(Stored dataset items)

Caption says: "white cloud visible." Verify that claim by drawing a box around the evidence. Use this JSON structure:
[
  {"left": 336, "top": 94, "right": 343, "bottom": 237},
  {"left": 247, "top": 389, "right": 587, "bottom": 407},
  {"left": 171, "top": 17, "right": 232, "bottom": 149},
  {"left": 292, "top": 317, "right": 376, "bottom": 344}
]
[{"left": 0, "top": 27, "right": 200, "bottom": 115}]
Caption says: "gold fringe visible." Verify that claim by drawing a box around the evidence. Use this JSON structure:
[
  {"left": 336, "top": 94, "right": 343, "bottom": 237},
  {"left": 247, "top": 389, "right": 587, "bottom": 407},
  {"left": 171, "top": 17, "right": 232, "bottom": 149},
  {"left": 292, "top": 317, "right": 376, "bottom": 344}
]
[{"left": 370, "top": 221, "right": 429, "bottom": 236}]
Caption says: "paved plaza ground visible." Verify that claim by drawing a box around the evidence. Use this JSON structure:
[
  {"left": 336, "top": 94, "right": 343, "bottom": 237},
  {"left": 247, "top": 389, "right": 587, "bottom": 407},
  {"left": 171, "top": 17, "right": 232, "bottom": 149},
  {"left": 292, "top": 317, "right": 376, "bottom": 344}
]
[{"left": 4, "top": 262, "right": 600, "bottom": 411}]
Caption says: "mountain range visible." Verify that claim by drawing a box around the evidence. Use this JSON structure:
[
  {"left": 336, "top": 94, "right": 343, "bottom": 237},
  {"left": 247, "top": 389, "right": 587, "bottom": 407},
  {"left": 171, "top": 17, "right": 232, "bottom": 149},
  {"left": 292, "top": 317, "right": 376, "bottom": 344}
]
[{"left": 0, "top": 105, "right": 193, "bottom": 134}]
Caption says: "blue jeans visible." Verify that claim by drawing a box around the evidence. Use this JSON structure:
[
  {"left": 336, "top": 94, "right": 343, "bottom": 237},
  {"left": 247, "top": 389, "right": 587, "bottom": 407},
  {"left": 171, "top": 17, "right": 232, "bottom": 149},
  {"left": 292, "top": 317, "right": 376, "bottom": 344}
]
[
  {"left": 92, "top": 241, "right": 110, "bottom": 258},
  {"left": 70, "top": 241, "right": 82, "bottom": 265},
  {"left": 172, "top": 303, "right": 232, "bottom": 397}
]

- DIRECTIVE -
Gather each line of the listing above in which the word "that" occurs, and reproduce those lines in full.

- FINAL RESULT -
Caption says: "white cloud visible." Verify that claim by drawing a box around the evidence. Use this JSON structure:
Caption says: "gold fringe visible." Verify that claim by drawing a box around the evidence. Use this JSON structure:
Caption says: "paved plaza ground visible." Verify that claim by drawing a box around the evidence. Use this JSON structure:
Caption says: "mountain range visible." Verify that claim by drawing a box around the evidence. Use this JSON structure:
Caption says: "blue jeans visible." Verify that claim by drawing a box around the evidence. Use this JSON structure:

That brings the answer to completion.